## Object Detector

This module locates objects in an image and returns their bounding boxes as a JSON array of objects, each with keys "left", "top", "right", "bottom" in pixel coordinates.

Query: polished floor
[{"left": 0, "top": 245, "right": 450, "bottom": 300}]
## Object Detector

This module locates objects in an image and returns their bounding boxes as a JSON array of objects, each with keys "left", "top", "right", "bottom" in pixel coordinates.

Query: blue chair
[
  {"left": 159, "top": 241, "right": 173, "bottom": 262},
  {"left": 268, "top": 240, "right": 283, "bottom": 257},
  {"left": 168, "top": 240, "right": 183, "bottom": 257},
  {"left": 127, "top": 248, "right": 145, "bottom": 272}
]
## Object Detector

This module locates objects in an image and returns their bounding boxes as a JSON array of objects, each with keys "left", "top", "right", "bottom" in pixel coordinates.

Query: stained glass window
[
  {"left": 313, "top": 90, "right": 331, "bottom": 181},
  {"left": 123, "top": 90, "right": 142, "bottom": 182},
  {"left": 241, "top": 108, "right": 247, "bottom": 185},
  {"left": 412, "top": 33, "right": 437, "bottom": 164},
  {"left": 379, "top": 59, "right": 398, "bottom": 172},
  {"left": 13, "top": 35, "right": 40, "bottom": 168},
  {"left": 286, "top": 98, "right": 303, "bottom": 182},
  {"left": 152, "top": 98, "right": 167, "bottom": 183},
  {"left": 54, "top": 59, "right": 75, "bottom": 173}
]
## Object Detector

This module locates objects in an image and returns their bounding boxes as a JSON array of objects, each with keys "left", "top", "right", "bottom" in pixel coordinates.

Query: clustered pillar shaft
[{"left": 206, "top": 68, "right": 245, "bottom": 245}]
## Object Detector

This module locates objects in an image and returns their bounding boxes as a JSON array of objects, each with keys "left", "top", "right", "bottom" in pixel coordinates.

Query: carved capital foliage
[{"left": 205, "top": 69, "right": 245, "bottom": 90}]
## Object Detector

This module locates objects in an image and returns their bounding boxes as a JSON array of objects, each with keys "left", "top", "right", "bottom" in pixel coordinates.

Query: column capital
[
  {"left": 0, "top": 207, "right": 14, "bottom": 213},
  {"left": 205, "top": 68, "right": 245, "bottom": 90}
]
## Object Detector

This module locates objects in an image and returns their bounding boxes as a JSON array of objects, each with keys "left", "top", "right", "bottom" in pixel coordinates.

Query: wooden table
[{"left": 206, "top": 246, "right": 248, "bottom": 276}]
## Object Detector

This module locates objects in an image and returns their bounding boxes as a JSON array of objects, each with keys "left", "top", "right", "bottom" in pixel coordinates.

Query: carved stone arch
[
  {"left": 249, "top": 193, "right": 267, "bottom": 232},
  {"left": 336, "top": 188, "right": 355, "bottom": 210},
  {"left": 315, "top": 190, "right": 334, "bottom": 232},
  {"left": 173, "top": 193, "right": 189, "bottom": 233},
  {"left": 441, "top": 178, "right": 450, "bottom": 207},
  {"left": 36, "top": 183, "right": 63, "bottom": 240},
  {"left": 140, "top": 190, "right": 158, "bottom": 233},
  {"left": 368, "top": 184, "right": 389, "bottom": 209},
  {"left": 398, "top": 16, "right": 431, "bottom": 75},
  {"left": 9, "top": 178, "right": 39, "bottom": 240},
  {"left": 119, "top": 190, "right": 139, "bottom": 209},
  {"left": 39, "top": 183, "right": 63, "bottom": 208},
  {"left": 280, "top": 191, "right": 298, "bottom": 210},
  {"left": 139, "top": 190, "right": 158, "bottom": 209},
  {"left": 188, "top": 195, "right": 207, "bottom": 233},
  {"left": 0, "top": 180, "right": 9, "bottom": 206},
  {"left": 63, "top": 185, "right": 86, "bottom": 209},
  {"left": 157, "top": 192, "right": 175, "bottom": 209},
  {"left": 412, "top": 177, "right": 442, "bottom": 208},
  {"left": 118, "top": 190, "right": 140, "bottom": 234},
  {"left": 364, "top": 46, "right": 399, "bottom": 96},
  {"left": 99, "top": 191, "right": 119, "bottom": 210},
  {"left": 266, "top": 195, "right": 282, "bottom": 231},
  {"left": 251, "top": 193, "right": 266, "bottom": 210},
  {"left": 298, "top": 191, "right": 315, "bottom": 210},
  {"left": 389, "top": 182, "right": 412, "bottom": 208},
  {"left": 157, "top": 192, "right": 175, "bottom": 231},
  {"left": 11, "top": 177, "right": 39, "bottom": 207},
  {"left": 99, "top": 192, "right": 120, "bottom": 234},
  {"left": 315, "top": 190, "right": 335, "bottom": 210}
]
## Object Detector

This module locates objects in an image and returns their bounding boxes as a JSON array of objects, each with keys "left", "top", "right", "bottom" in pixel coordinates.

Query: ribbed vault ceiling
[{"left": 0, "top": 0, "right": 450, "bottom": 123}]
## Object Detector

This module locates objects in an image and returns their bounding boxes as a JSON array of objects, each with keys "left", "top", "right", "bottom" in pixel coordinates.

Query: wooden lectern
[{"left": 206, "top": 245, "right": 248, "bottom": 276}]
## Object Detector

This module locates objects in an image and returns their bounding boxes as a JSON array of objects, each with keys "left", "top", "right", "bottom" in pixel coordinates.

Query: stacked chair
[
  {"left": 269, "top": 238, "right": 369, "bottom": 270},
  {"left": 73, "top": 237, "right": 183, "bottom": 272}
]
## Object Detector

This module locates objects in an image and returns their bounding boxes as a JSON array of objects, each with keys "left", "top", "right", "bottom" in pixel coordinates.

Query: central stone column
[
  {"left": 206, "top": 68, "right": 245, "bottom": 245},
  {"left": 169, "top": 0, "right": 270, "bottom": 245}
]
● ● ● ● ●
» **Task to complete**: Please select every line of the data above that contains the word "chair" and copy those lines.

» **The completed task**:
Query: blue chair
Query: stacked chair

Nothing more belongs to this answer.